(Image-grounded pointing data)
++++++++++++++++++++

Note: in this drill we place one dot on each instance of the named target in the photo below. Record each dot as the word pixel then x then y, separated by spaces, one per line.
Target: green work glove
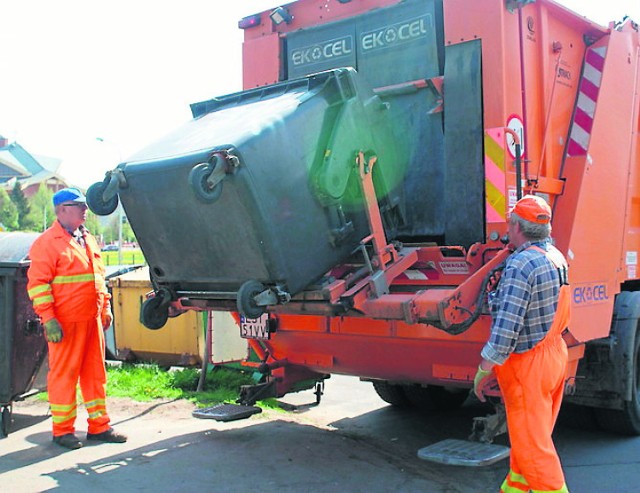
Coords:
pixel 480 381
pixel 53 330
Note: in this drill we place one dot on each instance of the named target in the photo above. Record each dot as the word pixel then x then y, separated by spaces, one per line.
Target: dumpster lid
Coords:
pixel 14 248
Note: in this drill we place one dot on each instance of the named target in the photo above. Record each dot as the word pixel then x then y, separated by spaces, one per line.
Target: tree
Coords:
pixel 20 201
pixel 41 214
pixel 8 211
pixel 93 225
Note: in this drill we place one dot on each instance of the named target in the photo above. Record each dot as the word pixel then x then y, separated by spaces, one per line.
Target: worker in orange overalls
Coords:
pixel 66 284
pixel 530 309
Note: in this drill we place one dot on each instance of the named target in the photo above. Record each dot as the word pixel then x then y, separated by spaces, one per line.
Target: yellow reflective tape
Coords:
pixel 97 414
pixel 62 418
pixel 561 490
pixel 72 279
pixel 39 289
pixel 43 299
pixel 62 407
pixel 94 402
pixel 518 478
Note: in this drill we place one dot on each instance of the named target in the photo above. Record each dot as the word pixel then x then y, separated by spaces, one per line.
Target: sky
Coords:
pixel 90 82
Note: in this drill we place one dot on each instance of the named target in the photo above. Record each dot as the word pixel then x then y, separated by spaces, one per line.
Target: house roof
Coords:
pixel 15 155
pixel 18 164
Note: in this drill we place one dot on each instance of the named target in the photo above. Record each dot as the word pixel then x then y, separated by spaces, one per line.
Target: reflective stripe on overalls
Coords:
pixel 532 384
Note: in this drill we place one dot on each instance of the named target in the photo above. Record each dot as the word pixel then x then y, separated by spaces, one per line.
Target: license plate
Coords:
pixel 255 328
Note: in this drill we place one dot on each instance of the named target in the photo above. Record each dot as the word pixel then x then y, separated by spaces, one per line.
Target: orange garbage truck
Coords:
pixel 350 205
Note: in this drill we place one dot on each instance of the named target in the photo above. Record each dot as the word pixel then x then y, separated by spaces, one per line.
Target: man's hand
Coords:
pixel 481 382
pixel 107 318
pixel 53 330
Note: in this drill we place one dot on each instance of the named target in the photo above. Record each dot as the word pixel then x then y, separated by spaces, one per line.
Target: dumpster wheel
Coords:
pixel 5 421
pixel 96 202
pixel 246 299
pixel 154 313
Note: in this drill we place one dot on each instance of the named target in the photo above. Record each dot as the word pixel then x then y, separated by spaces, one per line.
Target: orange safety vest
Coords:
pixel 66 281
pixel 532 384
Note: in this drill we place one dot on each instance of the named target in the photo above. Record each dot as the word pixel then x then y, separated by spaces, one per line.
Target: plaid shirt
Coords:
pixel 524 304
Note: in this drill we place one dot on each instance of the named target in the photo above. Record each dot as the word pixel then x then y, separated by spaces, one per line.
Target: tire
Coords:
pixel 391 393
pixel 95 200
pixel 246 303
pixel 625 421
pixel 201 188
pixel 447 398
pixel 435 397
pixel 153 315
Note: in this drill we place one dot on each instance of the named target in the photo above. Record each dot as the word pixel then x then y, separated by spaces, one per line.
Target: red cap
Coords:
pixel 533 209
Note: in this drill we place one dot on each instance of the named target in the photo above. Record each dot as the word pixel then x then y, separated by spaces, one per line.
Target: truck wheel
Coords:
pixel 246 302
pixel 447 398
pixel 391 393
pixel 153 313
pixel 625 421
pixel 95 200
pixel 435 397
pixel 198 180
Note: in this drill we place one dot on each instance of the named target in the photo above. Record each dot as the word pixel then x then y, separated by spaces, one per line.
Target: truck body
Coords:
pixel 485 101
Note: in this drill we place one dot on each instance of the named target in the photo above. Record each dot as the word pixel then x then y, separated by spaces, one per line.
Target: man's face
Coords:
pixel 72 214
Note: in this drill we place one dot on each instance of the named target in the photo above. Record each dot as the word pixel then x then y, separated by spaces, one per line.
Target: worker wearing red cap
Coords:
pixel 66 284
pixel 526 351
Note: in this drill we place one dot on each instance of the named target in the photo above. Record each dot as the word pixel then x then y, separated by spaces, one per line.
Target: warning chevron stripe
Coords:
pixel 495 180
pixel 587 100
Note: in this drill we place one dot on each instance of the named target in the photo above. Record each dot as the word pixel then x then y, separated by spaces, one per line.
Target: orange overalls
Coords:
pixel 532 384
pixel 67 281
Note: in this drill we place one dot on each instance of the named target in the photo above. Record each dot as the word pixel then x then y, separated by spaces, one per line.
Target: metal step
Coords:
pixel 226 412
pixel 464 453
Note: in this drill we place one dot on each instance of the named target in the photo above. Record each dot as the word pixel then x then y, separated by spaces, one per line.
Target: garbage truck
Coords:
pixel 350 205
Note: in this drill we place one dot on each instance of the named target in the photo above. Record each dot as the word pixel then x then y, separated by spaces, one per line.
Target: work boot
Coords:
pixel 69 441
pixel 109 436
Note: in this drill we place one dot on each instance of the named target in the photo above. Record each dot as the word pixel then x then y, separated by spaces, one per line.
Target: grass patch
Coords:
pixel 130 256
pixel 145 383
pixel 148 382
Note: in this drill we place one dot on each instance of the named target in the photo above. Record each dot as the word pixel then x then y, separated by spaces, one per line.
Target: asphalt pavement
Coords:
pixel 351 442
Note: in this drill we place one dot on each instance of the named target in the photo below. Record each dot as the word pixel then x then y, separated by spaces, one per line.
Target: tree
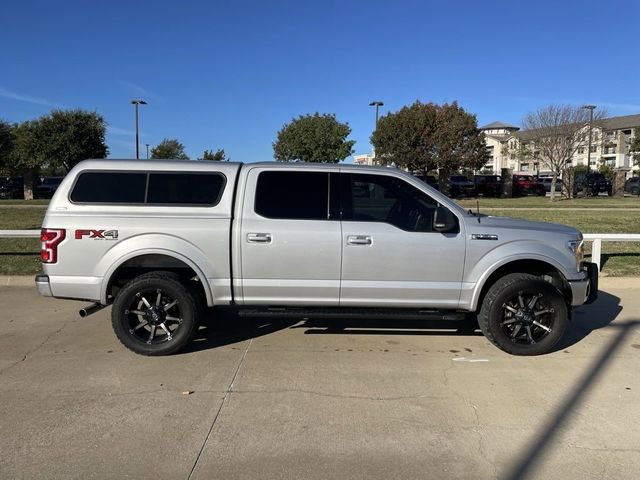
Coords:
pixel 68 137
pixel 6 143
pixel 28 153
pixel 217 156
pixel 557 132
pixel 634 148
pixel 313 138
pixel 423 137
pixel 169 148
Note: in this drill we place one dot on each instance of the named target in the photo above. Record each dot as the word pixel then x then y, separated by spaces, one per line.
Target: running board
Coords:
pixel 347 313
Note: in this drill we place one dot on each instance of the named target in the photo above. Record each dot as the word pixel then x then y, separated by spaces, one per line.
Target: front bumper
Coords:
pixel 585 291
pixel 43 285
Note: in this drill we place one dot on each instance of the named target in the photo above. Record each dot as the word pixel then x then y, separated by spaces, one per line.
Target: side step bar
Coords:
pixel 347 313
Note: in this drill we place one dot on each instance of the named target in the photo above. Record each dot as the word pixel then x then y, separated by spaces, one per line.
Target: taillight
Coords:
pixel 50 238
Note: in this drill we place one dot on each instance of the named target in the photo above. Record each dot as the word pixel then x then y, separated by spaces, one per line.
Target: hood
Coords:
pixel 516 224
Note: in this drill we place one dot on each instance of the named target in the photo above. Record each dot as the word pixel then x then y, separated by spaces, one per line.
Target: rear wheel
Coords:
pixel 155 314
pixel 523 315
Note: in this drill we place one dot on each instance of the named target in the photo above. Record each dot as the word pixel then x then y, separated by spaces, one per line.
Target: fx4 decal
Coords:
pixel 97 234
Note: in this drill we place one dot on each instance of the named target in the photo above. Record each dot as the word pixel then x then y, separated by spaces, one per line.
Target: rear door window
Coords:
pixel 380 198
pixel 293 195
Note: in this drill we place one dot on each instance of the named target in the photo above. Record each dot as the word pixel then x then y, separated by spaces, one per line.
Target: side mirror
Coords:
pixel 444 221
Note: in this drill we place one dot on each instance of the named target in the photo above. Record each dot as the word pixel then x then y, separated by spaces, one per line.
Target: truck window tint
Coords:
pixel 379 198
pixel 293 195
pixel 185 188
pixel 109 187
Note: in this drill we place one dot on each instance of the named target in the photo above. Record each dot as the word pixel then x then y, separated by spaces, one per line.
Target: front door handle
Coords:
pixel 359 240
pixel 259 237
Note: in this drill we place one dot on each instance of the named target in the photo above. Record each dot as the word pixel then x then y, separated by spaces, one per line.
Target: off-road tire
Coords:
pixel 498 323
pixel 131 329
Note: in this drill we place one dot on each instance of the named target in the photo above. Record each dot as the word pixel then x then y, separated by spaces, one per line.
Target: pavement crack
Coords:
pixel 227 394
pixel 334 395
pixel 35 349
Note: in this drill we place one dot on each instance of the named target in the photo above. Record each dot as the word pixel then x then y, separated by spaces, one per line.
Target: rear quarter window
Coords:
pixel 185 188
pixel 109 187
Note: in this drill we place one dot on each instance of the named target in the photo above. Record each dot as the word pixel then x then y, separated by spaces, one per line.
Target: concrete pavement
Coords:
pixel 317 399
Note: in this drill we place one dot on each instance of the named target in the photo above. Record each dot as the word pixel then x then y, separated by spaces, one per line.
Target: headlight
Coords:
pixel 577 247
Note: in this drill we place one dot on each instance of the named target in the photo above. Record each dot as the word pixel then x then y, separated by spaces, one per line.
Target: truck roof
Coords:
pixel 206 165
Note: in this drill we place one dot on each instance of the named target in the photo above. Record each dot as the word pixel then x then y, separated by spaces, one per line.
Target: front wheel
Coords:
pixel 523 315
pixel 154 314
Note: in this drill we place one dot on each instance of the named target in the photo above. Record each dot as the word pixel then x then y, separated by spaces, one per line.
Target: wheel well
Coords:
pixel 533 267
pixel 134 267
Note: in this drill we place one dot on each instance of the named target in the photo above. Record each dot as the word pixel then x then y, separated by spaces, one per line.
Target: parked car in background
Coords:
pixel 488 185
pixel 632 186
pixel 430 180
pixel 591 184
pixel 461 186
pixel 526 185
pixel 11 187
pixel 47 187
pixel 546 183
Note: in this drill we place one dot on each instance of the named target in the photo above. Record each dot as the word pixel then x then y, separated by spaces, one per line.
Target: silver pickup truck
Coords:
pixel 162 240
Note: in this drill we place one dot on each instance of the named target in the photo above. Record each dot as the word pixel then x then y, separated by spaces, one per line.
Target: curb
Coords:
pixel 607 282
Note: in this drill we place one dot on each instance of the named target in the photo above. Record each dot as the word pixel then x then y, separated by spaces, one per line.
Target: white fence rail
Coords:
pixel 19 233
pixel 596 238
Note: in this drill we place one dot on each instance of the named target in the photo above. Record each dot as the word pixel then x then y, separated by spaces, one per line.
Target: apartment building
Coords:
pixel 611 139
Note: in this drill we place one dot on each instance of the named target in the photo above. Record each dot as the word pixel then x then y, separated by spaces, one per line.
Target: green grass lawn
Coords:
pixel 21 256
pixel 8 202
pixel 545 202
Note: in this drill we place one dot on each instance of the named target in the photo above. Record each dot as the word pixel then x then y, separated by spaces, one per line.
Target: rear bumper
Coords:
pixel 585 291
pixel 43 285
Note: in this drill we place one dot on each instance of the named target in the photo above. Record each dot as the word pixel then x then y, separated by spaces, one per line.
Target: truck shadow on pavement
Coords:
pixel 558 421
pixel 222 327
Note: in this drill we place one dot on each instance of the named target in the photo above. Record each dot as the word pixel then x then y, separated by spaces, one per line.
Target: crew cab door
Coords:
pixel 290 242
pixel 392 256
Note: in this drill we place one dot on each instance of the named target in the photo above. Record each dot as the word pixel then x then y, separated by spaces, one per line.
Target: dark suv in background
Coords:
pixel 461 186
pixel 488 185
pixel 632 186
pixel 11 187
pixel 430 180
pixel 47 187
pixel 527 185
pixel 591 184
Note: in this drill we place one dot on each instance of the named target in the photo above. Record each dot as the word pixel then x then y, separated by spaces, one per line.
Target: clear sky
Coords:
pixel 229 74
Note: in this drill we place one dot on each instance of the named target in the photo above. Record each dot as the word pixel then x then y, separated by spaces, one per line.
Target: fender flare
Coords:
pixel 480 283
pixel 114 259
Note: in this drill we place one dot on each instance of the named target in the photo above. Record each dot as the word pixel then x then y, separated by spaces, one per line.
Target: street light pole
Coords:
pixel 590 108
pixel 136 103
pixel 377 104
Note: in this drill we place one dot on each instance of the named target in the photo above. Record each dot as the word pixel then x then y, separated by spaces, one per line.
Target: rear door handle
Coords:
pixel 359 240
pixel 259 237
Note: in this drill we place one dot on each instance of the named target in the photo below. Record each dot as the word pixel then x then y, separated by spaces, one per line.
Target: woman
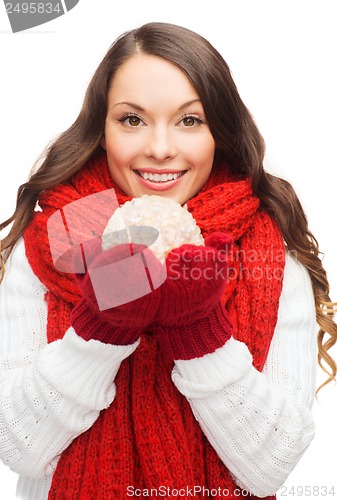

++++++++++++++++++++

WORK REQUIRED.
Starting from the first line of the entries above, print each line exactly until the line containing "Target: worker in orange overalls" has been printed, and skip the pictures.

SOLUTION TO THIS TASK.
Note: in this drill we place one dot on each instance of the named target in the photo below. Record each dot as the word pixel then x then y, separated by spaces, one per line.
Target: green work glove
Coords:
pixel 480 381
pixel 53 330
Note: in this drill we place one dot on each instance of the named target in the photo above. Record each dot as the word pixel then x then y, separated by spaces, one per line.
Target: dumpster lid
Coords:
pixel 14 248
Note: in this drill we place one dot on each instance of the named target in the photo above. Record each dot as the word pixel then x then y, separated by spaces, one per line.
Target: tree
Coords:
pixel 20 201
pixel 41 214
pixel 8 211
pixel 93 225
Note: in this drill we place one dot on each instance of the named target in the photo above. Record each dot as the word pixel then x then y, separated by spaces, one per line.
Target: worker in orange overalls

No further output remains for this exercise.